▶ _DO THIS_
Rewrite the lines below as a JSON list of strings, one string per line with blank lines omitted, from the line that contains "If you could pin the car tire" up to and including the last line.

▶ _Location identification lines_
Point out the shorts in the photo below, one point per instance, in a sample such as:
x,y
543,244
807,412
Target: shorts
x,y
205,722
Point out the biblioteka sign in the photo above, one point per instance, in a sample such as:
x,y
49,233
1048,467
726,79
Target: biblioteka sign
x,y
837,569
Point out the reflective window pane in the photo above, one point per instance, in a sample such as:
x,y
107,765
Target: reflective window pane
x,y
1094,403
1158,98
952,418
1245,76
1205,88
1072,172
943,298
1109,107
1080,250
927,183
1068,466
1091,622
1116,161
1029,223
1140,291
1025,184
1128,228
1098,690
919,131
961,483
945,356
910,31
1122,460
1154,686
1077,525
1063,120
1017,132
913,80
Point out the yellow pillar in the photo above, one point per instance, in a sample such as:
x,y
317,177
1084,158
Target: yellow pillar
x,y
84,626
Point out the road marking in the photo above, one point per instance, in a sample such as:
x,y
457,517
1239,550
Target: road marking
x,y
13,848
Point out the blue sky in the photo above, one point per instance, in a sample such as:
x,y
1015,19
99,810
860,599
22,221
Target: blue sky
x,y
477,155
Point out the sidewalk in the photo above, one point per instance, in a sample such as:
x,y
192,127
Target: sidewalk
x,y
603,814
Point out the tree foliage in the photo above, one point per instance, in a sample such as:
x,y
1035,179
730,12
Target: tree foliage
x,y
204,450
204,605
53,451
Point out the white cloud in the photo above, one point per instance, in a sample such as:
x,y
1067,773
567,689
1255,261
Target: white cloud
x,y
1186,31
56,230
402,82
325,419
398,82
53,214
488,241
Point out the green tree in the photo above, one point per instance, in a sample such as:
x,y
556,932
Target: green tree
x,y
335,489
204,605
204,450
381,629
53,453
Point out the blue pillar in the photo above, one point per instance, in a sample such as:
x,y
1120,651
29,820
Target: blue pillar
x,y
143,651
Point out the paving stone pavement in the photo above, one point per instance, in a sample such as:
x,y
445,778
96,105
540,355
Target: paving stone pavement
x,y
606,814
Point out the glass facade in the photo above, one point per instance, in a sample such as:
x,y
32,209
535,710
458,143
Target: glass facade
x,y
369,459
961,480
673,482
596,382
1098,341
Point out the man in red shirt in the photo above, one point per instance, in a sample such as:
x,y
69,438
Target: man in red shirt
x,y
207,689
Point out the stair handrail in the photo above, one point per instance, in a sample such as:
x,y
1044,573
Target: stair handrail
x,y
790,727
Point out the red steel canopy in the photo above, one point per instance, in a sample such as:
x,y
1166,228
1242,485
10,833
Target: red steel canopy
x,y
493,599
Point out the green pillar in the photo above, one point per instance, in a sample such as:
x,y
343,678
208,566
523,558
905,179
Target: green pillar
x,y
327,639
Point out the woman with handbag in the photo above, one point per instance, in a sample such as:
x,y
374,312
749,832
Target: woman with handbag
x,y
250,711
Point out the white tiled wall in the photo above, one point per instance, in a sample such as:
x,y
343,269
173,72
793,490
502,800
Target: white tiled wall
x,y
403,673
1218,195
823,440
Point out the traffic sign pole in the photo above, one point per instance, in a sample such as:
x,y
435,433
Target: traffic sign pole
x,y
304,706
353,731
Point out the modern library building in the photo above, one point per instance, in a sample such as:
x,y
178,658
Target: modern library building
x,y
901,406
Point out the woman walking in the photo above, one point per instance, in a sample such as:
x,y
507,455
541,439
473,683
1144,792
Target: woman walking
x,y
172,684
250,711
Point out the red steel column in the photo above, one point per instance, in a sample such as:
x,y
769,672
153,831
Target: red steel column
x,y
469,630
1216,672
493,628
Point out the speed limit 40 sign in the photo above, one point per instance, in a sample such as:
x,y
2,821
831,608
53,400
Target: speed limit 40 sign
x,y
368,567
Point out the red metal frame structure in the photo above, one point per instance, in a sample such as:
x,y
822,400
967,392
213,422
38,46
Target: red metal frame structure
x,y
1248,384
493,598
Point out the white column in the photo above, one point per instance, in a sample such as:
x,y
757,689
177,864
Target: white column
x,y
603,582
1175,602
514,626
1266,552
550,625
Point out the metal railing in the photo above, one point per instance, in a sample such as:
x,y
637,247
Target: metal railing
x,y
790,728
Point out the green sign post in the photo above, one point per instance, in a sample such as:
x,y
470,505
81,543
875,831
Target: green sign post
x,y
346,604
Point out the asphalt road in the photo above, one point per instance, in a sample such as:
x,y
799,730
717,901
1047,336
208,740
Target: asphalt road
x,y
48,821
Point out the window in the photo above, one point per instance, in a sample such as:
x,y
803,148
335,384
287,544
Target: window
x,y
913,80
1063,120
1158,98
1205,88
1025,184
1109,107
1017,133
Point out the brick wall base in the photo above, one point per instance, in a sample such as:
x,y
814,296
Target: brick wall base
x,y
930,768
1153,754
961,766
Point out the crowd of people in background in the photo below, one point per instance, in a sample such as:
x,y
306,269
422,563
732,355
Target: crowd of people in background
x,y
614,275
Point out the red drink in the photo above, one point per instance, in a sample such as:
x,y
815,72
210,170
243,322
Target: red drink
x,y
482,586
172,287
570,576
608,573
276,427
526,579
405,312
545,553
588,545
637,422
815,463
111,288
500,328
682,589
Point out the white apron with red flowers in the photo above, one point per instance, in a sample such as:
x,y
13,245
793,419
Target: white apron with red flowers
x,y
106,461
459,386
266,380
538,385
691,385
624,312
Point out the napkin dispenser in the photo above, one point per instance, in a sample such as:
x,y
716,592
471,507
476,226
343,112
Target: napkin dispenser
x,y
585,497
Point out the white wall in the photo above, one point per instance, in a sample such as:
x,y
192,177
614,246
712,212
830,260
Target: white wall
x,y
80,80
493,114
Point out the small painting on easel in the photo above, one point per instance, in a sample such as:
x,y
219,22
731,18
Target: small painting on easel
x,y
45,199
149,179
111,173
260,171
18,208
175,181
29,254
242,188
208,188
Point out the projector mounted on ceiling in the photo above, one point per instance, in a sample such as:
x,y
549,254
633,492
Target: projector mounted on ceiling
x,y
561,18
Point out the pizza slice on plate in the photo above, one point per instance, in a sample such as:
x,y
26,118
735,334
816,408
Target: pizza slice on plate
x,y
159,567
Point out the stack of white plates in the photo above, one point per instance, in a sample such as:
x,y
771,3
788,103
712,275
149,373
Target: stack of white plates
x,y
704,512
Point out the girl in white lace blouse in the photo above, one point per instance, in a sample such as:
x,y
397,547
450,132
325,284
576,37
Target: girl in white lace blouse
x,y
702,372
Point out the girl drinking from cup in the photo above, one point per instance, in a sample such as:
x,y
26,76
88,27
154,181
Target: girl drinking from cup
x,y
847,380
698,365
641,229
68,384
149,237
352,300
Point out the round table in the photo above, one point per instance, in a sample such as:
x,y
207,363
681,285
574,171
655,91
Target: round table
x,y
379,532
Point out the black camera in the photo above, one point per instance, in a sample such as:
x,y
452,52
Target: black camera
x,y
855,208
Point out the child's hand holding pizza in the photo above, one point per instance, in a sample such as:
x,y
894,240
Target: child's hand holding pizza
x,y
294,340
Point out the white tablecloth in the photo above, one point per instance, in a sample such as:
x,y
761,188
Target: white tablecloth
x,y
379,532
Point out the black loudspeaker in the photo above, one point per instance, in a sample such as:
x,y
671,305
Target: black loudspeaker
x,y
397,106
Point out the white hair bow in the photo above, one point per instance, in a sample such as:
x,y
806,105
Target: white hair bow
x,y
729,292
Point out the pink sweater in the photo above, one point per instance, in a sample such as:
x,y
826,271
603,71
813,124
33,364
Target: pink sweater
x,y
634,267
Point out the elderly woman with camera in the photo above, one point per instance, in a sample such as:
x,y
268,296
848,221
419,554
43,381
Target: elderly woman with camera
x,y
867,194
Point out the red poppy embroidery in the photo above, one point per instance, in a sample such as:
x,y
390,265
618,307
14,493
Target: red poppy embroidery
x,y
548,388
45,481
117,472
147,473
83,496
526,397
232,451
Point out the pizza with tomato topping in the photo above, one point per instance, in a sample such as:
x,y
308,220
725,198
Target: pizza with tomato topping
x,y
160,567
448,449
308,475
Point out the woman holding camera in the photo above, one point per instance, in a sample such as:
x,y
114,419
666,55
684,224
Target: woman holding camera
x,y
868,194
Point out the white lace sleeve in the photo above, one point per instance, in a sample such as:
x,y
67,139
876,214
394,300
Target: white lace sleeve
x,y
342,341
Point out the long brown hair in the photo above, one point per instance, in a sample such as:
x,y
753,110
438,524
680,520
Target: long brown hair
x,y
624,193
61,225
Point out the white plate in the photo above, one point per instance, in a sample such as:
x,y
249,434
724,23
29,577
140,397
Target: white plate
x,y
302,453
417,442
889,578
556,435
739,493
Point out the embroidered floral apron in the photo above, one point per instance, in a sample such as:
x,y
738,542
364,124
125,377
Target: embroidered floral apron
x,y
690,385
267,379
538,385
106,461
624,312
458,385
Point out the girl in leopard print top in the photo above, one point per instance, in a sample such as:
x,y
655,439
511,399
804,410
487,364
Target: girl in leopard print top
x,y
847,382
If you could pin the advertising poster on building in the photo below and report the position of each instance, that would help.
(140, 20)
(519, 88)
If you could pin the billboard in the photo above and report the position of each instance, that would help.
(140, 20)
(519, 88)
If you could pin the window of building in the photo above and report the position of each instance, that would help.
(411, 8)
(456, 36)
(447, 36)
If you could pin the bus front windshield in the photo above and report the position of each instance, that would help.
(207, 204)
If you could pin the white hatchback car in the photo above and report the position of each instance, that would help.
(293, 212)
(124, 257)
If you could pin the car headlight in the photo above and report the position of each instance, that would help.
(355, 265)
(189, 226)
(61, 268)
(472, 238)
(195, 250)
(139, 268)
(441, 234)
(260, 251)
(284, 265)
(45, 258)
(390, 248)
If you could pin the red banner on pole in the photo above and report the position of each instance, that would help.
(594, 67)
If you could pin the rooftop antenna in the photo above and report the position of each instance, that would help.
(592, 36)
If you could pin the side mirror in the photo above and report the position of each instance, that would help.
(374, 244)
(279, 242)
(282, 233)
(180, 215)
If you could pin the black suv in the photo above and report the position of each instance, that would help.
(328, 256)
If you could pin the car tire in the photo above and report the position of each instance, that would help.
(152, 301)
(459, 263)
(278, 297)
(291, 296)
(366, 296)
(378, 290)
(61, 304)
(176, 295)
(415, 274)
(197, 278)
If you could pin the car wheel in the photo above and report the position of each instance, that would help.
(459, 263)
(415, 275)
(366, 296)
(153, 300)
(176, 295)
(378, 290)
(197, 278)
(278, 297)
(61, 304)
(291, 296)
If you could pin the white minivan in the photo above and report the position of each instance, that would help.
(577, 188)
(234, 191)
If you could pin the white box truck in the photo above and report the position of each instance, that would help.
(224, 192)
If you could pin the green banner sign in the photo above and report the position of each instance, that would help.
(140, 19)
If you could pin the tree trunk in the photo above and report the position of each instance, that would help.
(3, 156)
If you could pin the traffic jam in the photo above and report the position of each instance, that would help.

▶ _ANSWER BELOW_
[
  "If you could pin the car tire in the photo above and report the position of each instance, that would help.",
  "(152, 301)",
  "(459, 263)",
  "(278, 297)",
  "(291, 296)",
  "(366, 296)",
  "(378, 290)",
  "(61, 304)",
  "(176, 295)",
  "(415, 274)",
  "(197, 278)",
  "If you could pin the car wheel in the photo above and report the position of each instance, that would help.",
  "(459, 263)",
  "(415, 275)",
  "(366, 296)",
  "(153, 300)",
  "(176, 295)",
  "(378, 290)",
  "(197, 278)",
  "(278, 297)",
  "(61, 304)",
  "(291, 296)",
  "If you could pin the white minivan in the photo above and report the position of each instance, that would help.",
  "(577, 188)",
  "(234, 191)",
  "If you could pin the white box truck in the photo above and report the position of each instance, that would help.",
  "(224, 192)",
  "If you could pin the green banner sign in the photo above and report the position of each instance, that would help.",
  "(140, 19)",
  "If you could pin the tree trunk in the photo above and report the position of each instance, that would help.",
  "(3, 156)",
  "If you could pin the traffic jam in the photo above and report the position of each instance, that would help."
]